INSTRUCTIONS TO FOLLOW — Reproduce the passage below on choosing who should be present at a natural birth, word for word and in full.

EXTRACT PROVIDED —
####

People who calm you. The safest natural births are those where the mother can remain powerful, relaxed, and feels loved. If anyone in the room makes a laboring woman feel uptight for any reason, that person should leave. Family who makes comments like, "Why are you having another baby?" probably need to wait until after birth to see Mom. The same goes for those who will be so excited or talkative that the environment becomes nerve-racking. Ask any veterinarian, and they'll tell you that an animal in labor should not be disturbed or introduced to strangers. The corresponding stress hormones counteract a safe, pleasant birth. It's also important to consider how these people will react in the event something that constitutes an emergency happens. Will they remain quietly supportive, or will they have a meltdown? That will be the last thing you need.
People who don't want to rescue you. The deep relaxation that needs to happen in a natural birth can look a lot like someone in too much pain. We just aren't used to seeing someone swaying and moaning with eyes closed. Make sure everyone in the room understands that this is normal, even necessary. It's distracting during contractions for people to make faces or wring their hands. It undermines a laboring woman's confidence. This article comparing labor to a marathon explains this concept.

####

(Point localization data)
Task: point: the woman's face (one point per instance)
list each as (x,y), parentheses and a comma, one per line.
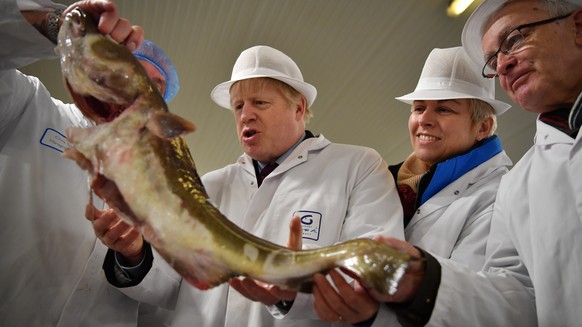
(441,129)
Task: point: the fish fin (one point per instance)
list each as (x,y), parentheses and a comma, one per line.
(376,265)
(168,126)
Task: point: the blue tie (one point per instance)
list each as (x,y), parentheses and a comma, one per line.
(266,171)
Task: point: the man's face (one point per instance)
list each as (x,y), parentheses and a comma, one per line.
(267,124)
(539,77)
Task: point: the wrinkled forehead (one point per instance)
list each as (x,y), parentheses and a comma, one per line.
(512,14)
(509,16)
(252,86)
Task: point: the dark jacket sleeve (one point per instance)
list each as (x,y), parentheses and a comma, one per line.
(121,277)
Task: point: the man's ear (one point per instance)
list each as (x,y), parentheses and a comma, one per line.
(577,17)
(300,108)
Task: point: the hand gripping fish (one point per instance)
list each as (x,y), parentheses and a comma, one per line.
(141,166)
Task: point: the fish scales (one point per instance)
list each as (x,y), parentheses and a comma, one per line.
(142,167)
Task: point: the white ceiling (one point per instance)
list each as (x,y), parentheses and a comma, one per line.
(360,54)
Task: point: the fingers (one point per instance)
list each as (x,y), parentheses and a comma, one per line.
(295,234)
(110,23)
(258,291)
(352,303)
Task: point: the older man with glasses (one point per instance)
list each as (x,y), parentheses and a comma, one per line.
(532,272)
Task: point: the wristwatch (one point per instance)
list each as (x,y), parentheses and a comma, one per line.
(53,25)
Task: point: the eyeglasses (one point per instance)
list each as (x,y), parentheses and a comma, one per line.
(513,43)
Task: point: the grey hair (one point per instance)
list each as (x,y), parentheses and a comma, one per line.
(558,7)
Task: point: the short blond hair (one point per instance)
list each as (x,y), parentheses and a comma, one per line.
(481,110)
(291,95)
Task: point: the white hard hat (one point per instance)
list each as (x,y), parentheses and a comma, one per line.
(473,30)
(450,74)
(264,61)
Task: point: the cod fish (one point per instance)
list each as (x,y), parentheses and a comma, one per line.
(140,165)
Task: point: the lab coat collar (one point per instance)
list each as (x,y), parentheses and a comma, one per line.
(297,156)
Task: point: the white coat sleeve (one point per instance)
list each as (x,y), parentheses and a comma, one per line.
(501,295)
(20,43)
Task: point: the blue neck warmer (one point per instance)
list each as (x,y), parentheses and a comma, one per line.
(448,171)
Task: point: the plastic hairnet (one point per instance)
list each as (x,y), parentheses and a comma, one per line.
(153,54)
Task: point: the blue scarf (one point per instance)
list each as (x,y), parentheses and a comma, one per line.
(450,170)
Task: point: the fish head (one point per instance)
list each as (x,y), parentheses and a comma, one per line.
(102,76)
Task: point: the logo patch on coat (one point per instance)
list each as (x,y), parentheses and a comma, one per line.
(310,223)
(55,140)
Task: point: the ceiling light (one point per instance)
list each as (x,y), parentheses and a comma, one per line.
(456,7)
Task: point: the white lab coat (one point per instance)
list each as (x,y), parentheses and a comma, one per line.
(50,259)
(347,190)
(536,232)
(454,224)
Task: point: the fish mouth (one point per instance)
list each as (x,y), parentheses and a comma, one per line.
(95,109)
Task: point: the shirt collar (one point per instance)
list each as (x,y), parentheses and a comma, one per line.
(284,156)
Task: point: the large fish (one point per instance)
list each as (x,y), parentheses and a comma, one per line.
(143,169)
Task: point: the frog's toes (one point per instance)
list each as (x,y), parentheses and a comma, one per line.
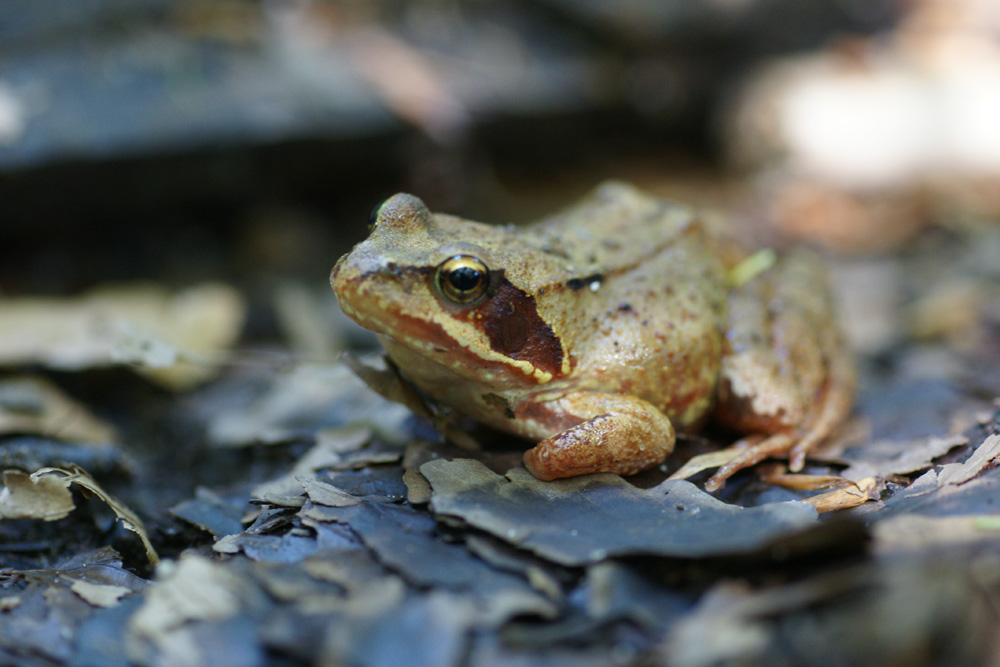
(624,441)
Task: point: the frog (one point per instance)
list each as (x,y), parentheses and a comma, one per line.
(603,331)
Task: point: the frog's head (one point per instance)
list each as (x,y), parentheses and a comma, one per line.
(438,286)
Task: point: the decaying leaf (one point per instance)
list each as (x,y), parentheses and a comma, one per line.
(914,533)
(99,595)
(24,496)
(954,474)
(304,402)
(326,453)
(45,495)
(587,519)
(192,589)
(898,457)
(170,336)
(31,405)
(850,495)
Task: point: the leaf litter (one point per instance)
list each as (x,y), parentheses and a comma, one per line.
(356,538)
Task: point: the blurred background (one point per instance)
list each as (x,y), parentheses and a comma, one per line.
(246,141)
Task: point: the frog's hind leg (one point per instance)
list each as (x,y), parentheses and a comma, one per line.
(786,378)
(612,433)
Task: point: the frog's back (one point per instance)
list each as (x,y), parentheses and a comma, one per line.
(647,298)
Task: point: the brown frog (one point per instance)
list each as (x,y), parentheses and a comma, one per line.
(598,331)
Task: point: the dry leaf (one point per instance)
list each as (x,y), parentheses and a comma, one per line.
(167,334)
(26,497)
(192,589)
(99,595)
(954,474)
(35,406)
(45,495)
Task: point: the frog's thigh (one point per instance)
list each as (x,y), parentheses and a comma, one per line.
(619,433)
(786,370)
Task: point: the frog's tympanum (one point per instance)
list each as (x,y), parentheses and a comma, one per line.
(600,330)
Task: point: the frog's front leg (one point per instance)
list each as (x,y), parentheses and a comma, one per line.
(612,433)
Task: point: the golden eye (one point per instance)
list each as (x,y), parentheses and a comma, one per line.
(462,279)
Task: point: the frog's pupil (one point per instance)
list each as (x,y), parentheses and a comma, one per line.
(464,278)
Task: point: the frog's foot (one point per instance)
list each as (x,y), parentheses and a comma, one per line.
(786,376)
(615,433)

####

SOLUTION FOR THIS PROBLEM —
People who calm you. The safest natural births are those where the mother can remain powerful, relaxed, and feels loved. If anyone in the room makes a laboring woman feel uptight for any reason, that person should leave. Family who makes comments like, "Why are you having another baby?" probably need to wait until after birth to see Mom. The same goes for those who will be so excited or talkative that the environment becomes nerve-racking. Ask any veterinarian, and they'll tell you that an animal in labor should not be disturbed or introduced to strangers. The corresponding stress hormones counteract a safe, pleasant birth. It's also important to consider how these people will react in the event something that constitutes an emergency happens. Will they remain quietly supportive, or will they have a meltdown? That will be the last thing you need.
People who don't want to rescue you. The deep relaxation that needs to happen in a natural birth can look a lot like someone in too much pain. We just aren't used to seeing someone swaying and moaning with eyes closed. Make sure everyone in the room understands that this is normal, even necessary. It's distracting during contractions for people to make faces or wring their hands. It undermines a laboring woman's confidence. This article comparing labor to a marathon explains this concept.